**What you need to do:**
Continue the blog post on revitalizing community sport after the pandemic, starting right after its last sentence.

Today is International Day of Sport for Development and Peace, an occasion marked every year to promote healthy lifestyles. Former Olympian and KPE Professor Bruce Kidd wrote a post for University of Toronto Press about how we can all come together to revitalize physical education, physical activity and community sport in the wake of the COVID-19 pandemic.
His latest book, A Runner’s Journey, comes out later this year from Aevo-UTP.
April 6 is the International Day of Sport for Development and Peace. The United Nations General Assembly established the annual “day” in 2013 as a celebration of the joys of active human movement and a reminder that sport and physical activity contribute significantly to the health, economic development, and sustainability of individuals and communities in every country in the world. The UN urges member countries to expand sporting opportunities as a way of addressing the world’s major challenges known as the Sustainable Development Goals.
Today, as the world struggles with the vaccine rollout amid the third wave of the COVID-19 pandemic, the importance of a “day” to reflect upon the social necessity of sport and physical activity is more urgent than ever.
As it has in other areas of society, notably health and health care, the pandemic has exposed widespread and harmful inequalities in access to sport and physical activity, with the resulting loss of resilience, mental health, and other aspects of good health to which they contribute.
Whether it’s first-world countries like Canada or impoverished states in the Global South, already dangerously low participation rates have fallen even further. While the media have reported on every challenge and pivot faced by their business partners in corporate sports, they have been largely silent about the impact upon school and community sports. But there, closed facilities, staff layoffs and social distancing requirements have sharply reduced, even eliminated physical education and co-curricular sport in schools and universities, adult recreational leagues, and many forms of indoor fitness.
A March 2021 report by the Jump Start Canadian Tire Foundation and the Ipsos research group found that three in ten Canadian sports organizations are temporarily or indefinitely closed, six in ten are struggling to provide modified programming, and one-third are bankrupt. 69% of surveyed parents said that their children were already showing signs of being less physically fit as a result of the pandemic. And we must remember that in Canada, organized sport is largely a middle- and upper-class practice, where “pay for play” requirements exclude the poor. Those who have already been disproportionately inactive – girls and women, the poor, BIPOC, and persons with disabilities – have suffered the most.
To be sure, there have been creative responses. Many organizations have put classes online. I never thought I would take a Pilates class over Zoom, but I have found it quite convenient. In many communities, the middle and upper classes have rediscovered the benefits of physical activity in walking, cycling, and disk golf. Municipalities have responded with expanded bike lanes and weekend street closures. However, the coming together and spontaneous jostling, high fives and other interactions integral to sports have proven to be super spreaders. No school or community organization can afford the constant testing, screening, and bubbling conducted by corporate sports to reduce the risk.

**Data shown:**
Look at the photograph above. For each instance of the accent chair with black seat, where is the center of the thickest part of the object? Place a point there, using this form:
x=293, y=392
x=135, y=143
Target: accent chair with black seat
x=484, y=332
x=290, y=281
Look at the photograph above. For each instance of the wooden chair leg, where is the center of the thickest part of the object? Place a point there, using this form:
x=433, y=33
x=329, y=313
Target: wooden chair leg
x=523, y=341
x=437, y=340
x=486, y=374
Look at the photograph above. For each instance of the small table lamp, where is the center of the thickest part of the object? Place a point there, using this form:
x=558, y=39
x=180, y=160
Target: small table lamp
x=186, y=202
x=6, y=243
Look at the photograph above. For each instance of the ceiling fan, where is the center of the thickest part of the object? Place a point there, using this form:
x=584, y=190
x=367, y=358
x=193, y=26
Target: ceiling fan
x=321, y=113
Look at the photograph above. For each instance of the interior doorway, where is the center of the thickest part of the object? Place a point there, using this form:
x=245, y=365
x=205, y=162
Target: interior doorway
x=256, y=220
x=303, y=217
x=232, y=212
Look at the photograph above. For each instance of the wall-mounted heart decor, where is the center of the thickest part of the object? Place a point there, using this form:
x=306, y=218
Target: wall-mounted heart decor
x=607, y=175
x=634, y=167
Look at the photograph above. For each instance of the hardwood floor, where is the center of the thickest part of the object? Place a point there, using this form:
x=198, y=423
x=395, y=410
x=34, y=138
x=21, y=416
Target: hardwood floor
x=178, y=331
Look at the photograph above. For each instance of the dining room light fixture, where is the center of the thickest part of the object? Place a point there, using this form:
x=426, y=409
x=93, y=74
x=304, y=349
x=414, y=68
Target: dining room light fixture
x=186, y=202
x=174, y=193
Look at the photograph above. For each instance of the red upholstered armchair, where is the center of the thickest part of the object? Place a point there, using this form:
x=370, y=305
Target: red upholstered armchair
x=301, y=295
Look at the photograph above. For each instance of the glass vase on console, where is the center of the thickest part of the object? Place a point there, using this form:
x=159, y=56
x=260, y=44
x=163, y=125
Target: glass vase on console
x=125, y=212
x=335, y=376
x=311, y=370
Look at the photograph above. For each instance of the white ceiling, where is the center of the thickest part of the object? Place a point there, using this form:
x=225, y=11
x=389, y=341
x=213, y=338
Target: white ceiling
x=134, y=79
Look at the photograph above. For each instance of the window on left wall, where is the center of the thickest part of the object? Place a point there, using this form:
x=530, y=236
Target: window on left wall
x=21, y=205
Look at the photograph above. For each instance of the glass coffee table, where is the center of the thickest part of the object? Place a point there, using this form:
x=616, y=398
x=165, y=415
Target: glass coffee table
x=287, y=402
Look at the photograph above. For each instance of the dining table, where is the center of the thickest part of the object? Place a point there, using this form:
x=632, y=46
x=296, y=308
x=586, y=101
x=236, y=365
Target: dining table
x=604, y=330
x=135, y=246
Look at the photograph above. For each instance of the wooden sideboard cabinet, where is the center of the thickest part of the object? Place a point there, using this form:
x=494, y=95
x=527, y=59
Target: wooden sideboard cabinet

**Expected answer:**
While we are in the midst of a crisis of worldwide contagion, it is easy to forget that the world’s most serious health challenge is non-communicable diseases like diabetes, coronary heart conditions, stroke, hypertension, and several forms of cancer, including breast and colon cancer. According to the World Health Organization, NCDs kill more than 41 million people a year, more than 71% of all deaths globally. It is estimated that physical activity can reduce that risk by 20-30% and increase life span by three to five years.
We need an urgent, internationally coordinated campaign to revitalize physical education, physical activity, and community sport. Returning to what we had before will not be enough. When we talk about returning to “normal,” we need to remember that “normal” was not a very satisfactory or healthy way to live for significant proportions of the populations of most countries. Instead, we need to find a better way to include those currently left out, (the majority of girls and women, the poor, BIPOC, and persons with disabilities,) by creating a more equitable system, with an intersectional gender lens, as the Commonwealth Secretariat recommends its member governments.
While governments like Canada’s have recognized these activities as “rights” in various international charters, such as the UNESCO Declaration of Physical Education, Physical Activity, and Sport and the International Convention on the Rights of the Child, they’ve only defined those rights as the protection from discrimination. What we need is a proactive strategy to identify those who have been traditionally excluded, talk to them about how they would like to be involved, and develop and fund the appropriate programs and supports. That will require us to address the poverty, lack of childcare, impoverishment of public facilities, and systemic racism that constitute the most serious barriers for many of the inactive.
That will require much closer coordination between ministries of education, sport, and public health and a significant new investment in opportunities, especially in the public sector. As economists are warning, after the huge emergency relief payments, government spending is likely to be sharply reduced, so we will need to find new sources of revenue to expand sports in schools, playgrounds, and community centres.
It is time that we renewed the levies on corporate sports for the benefit of broadly accessible sports. We once did this in Ontario. Between 1920 and 1947, the Ontario government taxed gross revenues in professional sports in the province at 2%, using the funds to ensure that every school child had the opportunity to learn to swim, communities had adequate facilities, and amateur sports organizations were subsidized. The revenues generated by professional sports are much, much greater today. They should tapped for the benefit of all.
Another source of revenue could be gambling taxes, as governments like Canada moot the idea of regulating the huge pools of money wagered on sports around the world, estimated at more than $200 billion US each year. Already New York State is considering such a tax.
The International Day for Sport and Development and Peace should remind us all of the importance of physical activity in our lives, encourage us to get out for a walk or a ride, and push us to use whatever influence we have to ensure that physical activity is no longer primarily a private or personal concern, but a rich experience for all.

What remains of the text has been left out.